PROBLEM REQUIREMENTS
Copy exactly the lines of the records below, and only those lines, beginning with the line that contains "TARGET: yellow stripe on fish" and ending with the line that contains "TARGET: coral".

BEGIN RECORDS FOR THE EXERCISE

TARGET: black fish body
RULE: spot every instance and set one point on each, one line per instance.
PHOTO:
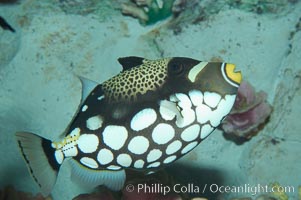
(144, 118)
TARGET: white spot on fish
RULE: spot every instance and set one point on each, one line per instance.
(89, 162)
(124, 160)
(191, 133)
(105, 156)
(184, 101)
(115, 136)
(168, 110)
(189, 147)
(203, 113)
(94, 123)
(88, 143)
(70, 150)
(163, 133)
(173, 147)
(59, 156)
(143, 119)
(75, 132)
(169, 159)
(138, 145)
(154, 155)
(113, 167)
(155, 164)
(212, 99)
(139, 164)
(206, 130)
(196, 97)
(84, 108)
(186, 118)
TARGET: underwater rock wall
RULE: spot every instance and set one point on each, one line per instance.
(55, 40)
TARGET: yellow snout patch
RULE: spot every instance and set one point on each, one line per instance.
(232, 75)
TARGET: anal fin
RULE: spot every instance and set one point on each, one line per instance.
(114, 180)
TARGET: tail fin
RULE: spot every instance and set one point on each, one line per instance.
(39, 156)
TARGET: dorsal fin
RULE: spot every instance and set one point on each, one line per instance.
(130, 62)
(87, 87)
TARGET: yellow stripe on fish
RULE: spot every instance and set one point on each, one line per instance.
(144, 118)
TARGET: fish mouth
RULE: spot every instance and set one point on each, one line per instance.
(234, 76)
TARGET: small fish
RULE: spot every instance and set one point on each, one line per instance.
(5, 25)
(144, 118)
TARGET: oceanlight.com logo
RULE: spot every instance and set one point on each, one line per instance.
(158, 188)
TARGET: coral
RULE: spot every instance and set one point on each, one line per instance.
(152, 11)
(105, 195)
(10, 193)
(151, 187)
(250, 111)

END RECORDS FOR THE EXERCISE
BEGIN RECORDS FOR THE EXERCISE

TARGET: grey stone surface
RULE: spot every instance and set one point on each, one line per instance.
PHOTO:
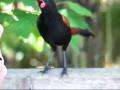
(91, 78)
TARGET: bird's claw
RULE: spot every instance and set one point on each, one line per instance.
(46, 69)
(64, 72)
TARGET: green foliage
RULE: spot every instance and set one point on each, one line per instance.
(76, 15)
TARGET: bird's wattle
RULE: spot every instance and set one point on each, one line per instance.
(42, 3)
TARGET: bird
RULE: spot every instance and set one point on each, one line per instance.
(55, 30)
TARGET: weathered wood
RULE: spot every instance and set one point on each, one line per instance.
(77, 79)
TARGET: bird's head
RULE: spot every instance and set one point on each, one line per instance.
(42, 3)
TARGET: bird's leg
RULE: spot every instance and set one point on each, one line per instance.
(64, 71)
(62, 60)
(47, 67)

END RECORDS FOR THE EXERCISE

PROBLEM SOLUTION
TARGET: yellow stripe on fish
RULE: spot every instance and set one point on each, one line per instance.
(144, 118)
TARGET: fish mouth
RULE: spot every instance and set one point on each, one line per instance.
(234, 76)
TARGET: small fish
RULE: spot every instance and set one point on each, one line per instance.
(5, 25)
(144, 118)
TARGET: oceanlight.com logo
RULE: spot every instance and set one point on each, one line per instance.
(158, 188)
TARGET: coral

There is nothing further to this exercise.